→ **AIM OF THE TASK**:
Rewrite all of the entries below as a JSON list of strings, one string per line, and leave out any blank lines.
* START STORED ROWS *
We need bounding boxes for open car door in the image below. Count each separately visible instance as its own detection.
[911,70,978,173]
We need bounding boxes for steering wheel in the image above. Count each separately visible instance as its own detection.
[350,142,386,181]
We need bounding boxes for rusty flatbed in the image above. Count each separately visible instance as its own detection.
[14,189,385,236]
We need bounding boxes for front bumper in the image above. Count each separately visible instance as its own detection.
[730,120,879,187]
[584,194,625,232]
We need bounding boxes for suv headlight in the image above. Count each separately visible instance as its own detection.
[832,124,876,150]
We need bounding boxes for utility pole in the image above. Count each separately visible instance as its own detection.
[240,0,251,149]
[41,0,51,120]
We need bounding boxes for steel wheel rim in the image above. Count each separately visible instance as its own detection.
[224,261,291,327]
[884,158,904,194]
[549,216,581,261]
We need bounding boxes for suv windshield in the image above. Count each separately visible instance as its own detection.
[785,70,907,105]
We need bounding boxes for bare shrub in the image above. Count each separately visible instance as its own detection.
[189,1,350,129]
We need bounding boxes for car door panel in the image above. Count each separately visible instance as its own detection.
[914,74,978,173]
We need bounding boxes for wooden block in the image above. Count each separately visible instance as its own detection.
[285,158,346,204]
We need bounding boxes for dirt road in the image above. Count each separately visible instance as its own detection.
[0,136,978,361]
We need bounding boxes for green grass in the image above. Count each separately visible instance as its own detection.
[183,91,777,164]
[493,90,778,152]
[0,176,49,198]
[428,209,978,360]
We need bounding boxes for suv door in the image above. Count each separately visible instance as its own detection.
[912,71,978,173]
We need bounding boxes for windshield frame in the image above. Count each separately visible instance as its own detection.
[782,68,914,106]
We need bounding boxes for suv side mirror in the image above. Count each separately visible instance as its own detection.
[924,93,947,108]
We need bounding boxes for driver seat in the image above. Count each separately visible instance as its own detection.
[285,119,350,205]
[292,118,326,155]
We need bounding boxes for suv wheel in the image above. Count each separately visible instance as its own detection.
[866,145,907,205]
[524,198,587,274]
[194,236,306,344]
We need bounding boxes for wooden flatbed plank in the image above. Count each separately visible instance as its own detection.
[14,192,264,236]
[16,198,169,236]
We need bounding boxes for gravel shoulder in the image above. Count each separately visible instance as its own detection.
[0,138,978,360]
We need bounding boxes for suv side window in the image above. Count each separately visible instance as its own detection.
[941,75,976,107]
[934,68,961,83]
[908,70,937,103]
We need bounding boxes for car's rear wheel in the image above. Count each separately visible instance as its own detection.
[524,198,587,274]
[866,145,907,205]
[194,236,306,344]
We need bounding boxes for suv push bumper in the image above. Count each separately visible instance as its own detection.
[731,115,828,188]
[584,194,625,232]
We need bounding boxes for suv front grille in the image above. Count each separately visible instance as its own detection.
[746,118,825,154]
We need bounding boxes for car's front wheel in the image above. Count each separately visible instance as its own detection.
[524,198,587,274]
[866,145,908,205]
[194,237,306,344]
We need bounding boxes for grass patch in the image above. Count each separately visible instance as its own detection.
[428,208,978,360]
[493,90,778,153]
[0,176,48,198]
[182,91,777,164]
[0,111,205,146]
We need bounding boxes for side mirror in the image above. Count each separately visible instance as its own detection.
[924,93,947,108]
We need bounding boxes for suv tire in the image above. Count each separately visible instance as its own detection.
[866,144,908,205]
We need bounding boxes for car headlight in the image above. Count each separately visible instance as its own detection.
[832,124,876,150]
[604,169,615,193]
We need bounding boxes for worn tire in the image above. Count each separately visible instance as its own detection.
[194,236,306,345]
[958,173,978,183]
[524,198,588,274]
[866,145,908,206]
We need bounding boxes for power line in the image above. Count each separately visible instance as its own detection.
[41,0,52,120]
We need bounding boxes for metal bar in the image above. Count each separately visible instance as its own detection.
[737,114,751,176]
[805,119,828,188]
* END STORED ROWS *
→ **RESULT FOR THIS EXERCISE**:
[
  "We need bounding boxes for open car door in the image below. Count each separately visible instance as its own detection.",
  "[911,70,978,173]",
  "We need bounding boxes for steering wheel in the image above. Count each separately visible instance as its own detection.",
  "[350,142,386,181]",
  "We need bounding boxes for rusty flatbed in the image above. Count each separately visible instance as its own detection.",
  "[14,189,385,236]",
  "We need bounding boxes for front bumper in the image above. Count each separately visible instance as its own detection.",
  "[730,120,879,187]",
  "[584,194,625,232]",
  "We need bounding boxes for suv headlight in the image above. Count each separately visible instance as its own detection.",
  "[832,124,876,150]",
  "We need bounding boxes for utility pole in the image above. Count each separately visible instance as its own detection.",
  "[240,0,251,149]",
  "[41,0,51,120]",
  "We need bounding boxes for steel wheel rim in the image above. Count each separately visible instance as its own detection.",
  "[224,261,291,327]",
  "[884,158,904,194]",
  "[549,216,581,261]",
  "We need bounding boxes for suv windshield in the image above. Count each separately visible instance as its own detection.",
  "[785,70,907,105]",
  "We need bounding boxes for bare shrub in the image above. Count each separately visible instance as its own detection.",
  "[189,1,350,129]",
  "We need bounding boxes for car door panel in the image above. Count each separately visible instance as its own detection.",
  "[914,74,978,173]",
  "We need bounding boxes for wooden block in the image above. Count each separately visible instance as its own detection.",
  "[285,158,346,204]",
  "We need bounding boxes for dirt road in the image above. Count each separately visible instance as its own detection.",
  "[0,136,978,361]",
  "We need bounding boxes for green grass in the image above. Count each separately visible instance as its own detection.",
  "[183,91,777,164]",
  "[493,90,778,152]",
  "[0,176,49,198]",
  "[428,209,978,360]",
  "We need bounding boxes for suv door in the image above. Count each separately visible instance as its own detection.",
  "[912,71,978,173]",
  "We need bounding boxes for windshield frame in the image above. Count each separately visible instance as its own detection.",
  "[782,68,914,106]",
  "We need bounding boxes for suv side mirror in the image above. Count each separately visible instance as its own detection.",
  "[924,93,947,108]",
  "We need bounding boxes for driver seat in the image above. Count each separately visible instance as its own detection.",
  "[285,119,350,205]",
  "[292,118,326,155]",
  "We need bounding boxes for suv wheel in the image above. Count each separately visible instance as its own detection.",
  "[866,145,907,205]",
  "[524,198,587,274]",
  "[194,236,306,344]",
  "We need bounding boxes for wooden flatbed plank in the image above. Count each separately visible instance as its own detection.",
  "[14,192,264,236]",
  "[16,198,169,236]",
  "We need bounding boxes for gravel shoulder in the image above. Count each separately visible instance as its own detection.",
  "[0,138,978,360]",
  "We need bounding boxes for suv side window in the image above. Count each separately visible instance as its own detection.",
  "[941,75,976,107]",
  "[934,68,961,83]",
  "[908,70,937,103]",
  "We need bounding boxes for car's rear wheel in the image above. Count each separately visible instance as its own detection.",
  "[524,198,587,274]",
  "[866,145,907,205]",
  "[194,236,306,344]",
  "We need bounding boxes for suv push bumper in the image above. Count each separately visible instance as its own detection.",
  "[731,115,828,188]",
  "[584,194,625,232]",
  "We need bounding boxes for suv front grille in the image above. Count each separately visible instance as its own detection.",
  "[746,118,825,154]",
  "We need bounding boxes for car's front wheel in the image above. Count each separately visible instance as its own detection.",
  "[524,198,587,274]",
  "[866,145,908,205]",
  "[194,237,306,344]",
  "We need bounding boxes for grass patch in the image above. Count each separately visible instance as its own detection.",
  "[428,208,978,360]",
  "[493,90,778,153]",
  "[0,176,48,198]",
  "[182,91,777,164]",
  "[0,111,205,146]",
  "We need bounding boxes for side mirror in the image above. Count each separately visible instance as its own detection.",
  "[924,93,947,108]",
  "We need bounding boxes for suv tire in the image above. Count each separately visible instance as its own detection.",
  "[866,144,908,205]",
  "We need bounding boxes for car headlight in the image above. Count each separately visible instance as its own detection.",
  "[832,124,876,150]",
  "[604,169,615,193]",
  "We need bounding boxes for worn tire in the image above. Count each separately visible instance as its own detection.",
  "[194,236,306,345]",
  "[958,173,978,183]",
  "[524,198,588,274]",
  "[866,145,908,206]",
  "We need bounding boxes for power line in the image above. Count each separately visible instance as its own detection.",
  "[41,0,52,120]",
  "We need bounding boxes for metal bar in the image above. Count each separately visible instance as its own detection.",
  "[737,114,751,176]",
  "[805,119,828,188]"
]